Given request ▸ In the excerpt below on cooperative learning, how many of the nine teachers came to believe it improved classroom behavior and student involvement? Please answer briefly.

Article ▸

Yes, I have actually noticed more smiles in the classroom … [and] I have noticed they were enjoying themselves and they were actually learning something [POSTTI8].

I see students’ involvement, interest and their motivation towards learning that I didn’t see from my students in the past [POSTTI5].

Although the teachers had some concern earlier about student discipline problems and lack of motivation to study, now seven out of the nine teachers believed cooperative learning in fact helped them to improve classroom behaviour and student involvement in learning. The following two comments were made during the post-interviews:

Consequently there is a change in the classroom behaviour and students gain the interest of the subject and there is the vast change in the students’ involvement in the learning of economics [POSTTI5].

… they are more interested in being involved in the classroom activities. I am very pleased with their cooperation [POSTTI2].

Another two teachers also agreed with the changes but they were quite skeptical about the student involvement in the learning:

I found that the majority of the students were involved, except for some cases. But that happens in any classroom situations. But most of the students were very cooperative and I found them involved in learning [POSTTI1].

… I have noticed changes in student involvement in the classroom.

Some children are interested and took it very seriously. But I find those children are the ones who are good with their studies [POSTTI3].

5.3.3 Inquiring

observed had a similar pattern of teaching practice that did not encourage students to inquire during the lessons. In fact it was part of the school culture that students were discouraged from inquiring about presented information through discussion, and instead passive learning was promoted that involved sitting quietly while teachers explained the lessons. One of the observation notes indicated that:

Teachers do not allow students to ask questions during the lessons, but they ask students few questions at the beginning of each lesson to revise the previous work. And also ask questions towards the end of each lesson, if they have time, to summarise the lessons. Normally teachers select one or two students to answer the questions being posed [PRETO1].

This was clear from two of the teachers’ comments regarding whether or not the teachers invite their students to ask questions during the lesson:

Actually I ask questions at the end of each lesson. If any student has a problem or doubt about any aspects of the material that we covered then I try to explain it in another way. Perhaps using different examples or sometimes I invite them to my office for further explanations [PRETI8].

... they can ask anything to me. I am very friendly with them. But during the class time, they should be quiet, they should listen, that’s only my policy [PRETI2].

About eight out of the nine students interviewed indicated that they have been encouraged to sit quietly and not to inquire during the lessons. Some of their comments were:

... not many of us ask questions. We are scared to ask questions sometimes because they laugh at us if we make mistakes. Miss always says I can’t waste the period [PRESI2].

Our teacher doesn’t like us to raise questions during the lesson [PRESI9].

Although the above students had indicated that the classroom atmosphere was not suitable for them to ask questions, one of the teachers blamed students for not asking questions:

…they [students] don’t ask questions, even if you ask a question they just keep quiet. So I feel awkward we don’t get responses from the students. It becomes very dry like you know. You also get frustrated because there is no response from that side [PRETI1].

As I have previously indicated, it was the teachers’ perception that many students were not motivated for learning, so they would try to disrupt the learning activities if they were given such opportunities to inquire during the lesson. One teacher commented:

Sometimes students ask questions without paying attention to the lesson. This is purposefully, so I don’t pay attention. I don’t really care and I don’t give answers for them [PRETI3].

Given information ▸
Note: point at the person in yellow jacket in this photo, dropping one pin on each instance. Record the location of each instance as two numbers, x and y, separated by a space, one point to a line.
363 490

Final answer ▸ Seven of the nine teachers.